■ **SHORT EXERCISE**:
Rewrite all of the records that follow as a numbered list, omitting any blank lines.

=======

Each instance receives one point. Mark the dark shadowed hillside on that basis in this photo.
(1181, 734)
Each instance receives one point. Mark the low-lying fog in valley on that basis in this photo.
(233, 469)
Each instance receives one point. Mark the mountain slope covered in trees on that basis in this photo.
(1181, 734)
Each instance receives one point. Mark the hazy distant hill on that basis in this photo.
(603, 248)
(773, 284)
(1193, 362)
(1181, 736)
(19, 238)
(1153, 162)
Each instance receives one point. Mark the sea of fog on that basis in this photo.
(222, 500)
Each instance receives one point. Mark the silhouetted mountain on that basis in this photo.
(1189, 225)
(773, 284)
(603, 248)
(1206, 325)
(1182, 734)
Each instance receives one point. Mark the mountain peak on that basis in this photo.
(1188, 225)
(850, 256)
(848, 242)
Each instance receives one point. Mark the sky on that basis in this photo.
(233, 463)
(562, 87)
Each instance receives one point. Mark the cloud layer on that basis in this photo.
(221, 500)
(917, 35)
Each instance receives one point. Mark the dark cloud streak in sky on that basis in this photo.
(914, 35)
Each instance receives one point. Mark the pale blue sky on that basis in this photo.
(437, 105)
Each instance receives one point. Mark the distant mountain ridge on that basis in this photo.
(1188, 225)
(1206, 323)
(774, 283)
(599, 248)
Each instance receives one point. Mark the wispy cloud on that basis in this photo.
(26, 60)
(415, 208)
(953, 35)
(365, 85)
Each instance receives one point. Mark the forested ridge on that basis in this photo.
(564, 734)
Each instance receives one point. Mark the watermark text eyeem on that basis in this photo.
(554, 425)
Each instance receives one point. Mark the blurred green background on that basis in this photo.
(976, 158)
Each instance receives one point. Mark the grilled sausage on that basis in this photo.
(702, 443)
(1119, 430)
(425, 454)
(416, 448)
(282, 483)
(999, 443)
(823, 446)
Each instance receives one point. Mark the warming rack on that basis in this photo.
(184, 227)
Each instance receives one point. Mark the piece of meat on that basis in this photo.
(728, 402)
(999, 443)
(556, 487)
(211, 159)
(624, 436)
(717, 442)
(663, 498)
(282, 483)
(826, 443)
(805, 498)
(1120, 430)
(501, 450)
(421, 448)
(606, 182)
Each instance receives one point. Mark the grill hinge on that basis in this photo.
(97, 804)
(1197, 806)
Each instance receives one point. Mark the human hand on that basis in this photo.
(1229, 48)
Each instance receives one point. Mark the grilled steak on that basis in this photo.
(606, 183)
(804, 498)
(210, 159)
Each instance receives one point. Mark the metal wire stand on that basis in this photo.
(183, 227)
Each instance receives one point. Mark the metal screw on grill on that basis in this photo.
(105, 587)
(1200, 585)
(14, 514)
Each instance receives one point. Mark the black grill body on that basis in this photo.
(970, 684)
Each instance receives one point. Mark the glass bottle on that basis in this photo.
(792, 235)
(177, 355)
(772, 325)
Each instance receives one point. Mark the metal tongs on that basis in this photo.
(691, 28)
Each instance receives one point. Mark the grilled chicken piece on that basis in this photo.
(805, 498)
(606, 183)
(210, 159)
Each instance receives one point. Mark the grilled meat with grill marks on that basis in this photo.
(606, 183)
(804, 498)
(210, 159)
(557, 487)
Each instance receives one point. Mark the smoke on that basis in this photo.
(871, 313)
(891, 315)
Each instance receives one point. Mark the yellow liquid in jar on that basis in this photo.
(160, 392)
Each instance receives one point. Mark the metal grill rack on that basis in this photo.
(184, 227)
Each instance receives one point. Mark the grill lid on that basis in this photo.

=======

■ **TASK ANSWER**:
1. Each instance receives one point. Mark the dark shadowed hillside on that basis in this photo.
2. (1181, 734)
3. Each instance receives one point. Mark the low-lying fog in valley on that basis in this photo.
4. (233, 469)
5. Each instance receives one point. Mark the mountain slope covered in trees on that basis in this photo.
6. (1181, 734)
7. Each instance receives one point. Mark the hazy distant hill on that basis in this photo.
8. (603, 248)
9. (773, 284)
10. (1193, 362)
11. (1181, 736)
12. (19, 238)
13. (1153, 162)
14. Each instance receives one point. Mark the sea of fog on that basis in this photo.
15. (222, 500)
16. Each instance receives one point. Mark the silhouetted mountain on that basis in this photo.
17. (1189, 225)
18. (773, 284)
19. (603, 248)
20. (1206, 325)
21. (1182, 734)
22. Each instance receives one point. Mark the mountain peak on that basis in this photo.
23. (1188, 225)
24. (850, 256)
25. (848, 242)
26. Each instance receives one point. Mark the sky on that basis in this photo.
27. (233, 463)
28. (562, 87)
29. Each instance receives one point. Mark the cloud layer on that basis in this photo.
30. (221, 500)
31. (917, 35)
32. Each instance receives one point. Mark the dark cloud streak in sky on that basis in this photo.
33. (914, 35)
34. Each instance receives one point. Mark the pale blue sky on that basis in this photo.
35. (437, 105)
36. Each instance receives one point. Mark the distant mountain ridge on that basis in this photo.
37. (1188, 225)
38. (1206, 323)
39. (774, 283)
40. (599, 248)
41. Each instance receives one point. Mark the wispy cloud on that basis in this photo.
42. (26, 60)
43. (415, 208)
44. (953, 35)
45. (365, 85)
46. Each instance receives one point. Mark the forested ridge on that basis in this photo.
47. (564, 734)
48. Each instance receives one point. Mark the watermark text eyeem on that basis in this photo.
49. (554, 425)
50. Each instance receives one point. Mark the blurred green background on that basis in this photo.
51. (976, 158)
52. Each instance receives one point. Mark the grilled sausage on that basis in this photo.
53. (702, 443)
54. (1119, 430)
55. (425, 454)
56. (416, 448)
57. (282, 483)
58. (999, 443)
59. (823, 446)
60. Each instance receives one point. Mark the warming rack on that basis in this photo.
61. (184, 227)
62. Each instance receives one point. Mark the piece of meat on that basis in this photo.
63. (728, 402)
64. (999, 443)
65. (556, 487)
66. (211, 159)
67. (624, 436)
68. (717, 442)
69. (663, 498)
70. (282, 483)
71. (826, 443)
72. (805, 498)
73. (1120, 430)
74. (501, 450)
75. (421, 448)
76. (606, 182)
77. Each instance receives one point. Mark the grill hinge on that basis in this photo.
78. (97, 804)
79. (1197, 806)
80. Each instance receives one point. Mark the human hand on that basis in this photo.
81. (1229, 48)
82. Each instance receives one point. Mark the grilled steak on that basis in this photo.
83. (606, 183)
84. (804, 498)
85. (210, 159)
86. Each instance receives one point. Mark the metal wire stand on that basis in this photo.
87. (183, 227)
88. Each instance receives one point. Mark the metal screw on grill on that basis in this photo.
89. (105, 587)
90. (1200, 585)
91. (14, 514)
92. Each instance receives one point. Mark the black grill body on that basis in this photo.
93. (970, 684)
94. Each instance receives one point. Mark the glass bottle on that basis in this photo.
95. (792, 235)
96. (177, 355)
97. (772, 325)
98. Each instance receives one point. Mark the metal tongs on that basis in this photo.
99. (691, 28)
100. Each instance receives one point. Mark the grilled chicken piece on that basis in this photo.
101. (805, 498)
102. (606, 183)
103. (210, 159)
104. Each instance receives one point. Mark the grilled meat with grill marks on that basis in this photo.
105. (606, 183)
106. (804, 498)
107. (210, 159)
108. (557, 487)
109. Each instance receives one point. Mark the smoke on that basis in this photo.
110. (871, 313)
111. (891, 315)
112. Each instance receives one point. Mark the yellow liquid in jar on that basis in this photo.
113. (160, 392)
114. Each instance receives one point. Mark the metal grill rack on that basis in this photo.
115. (184, 227)
116. Each instance receives one point. Mark the grill lid on that basis in this photo.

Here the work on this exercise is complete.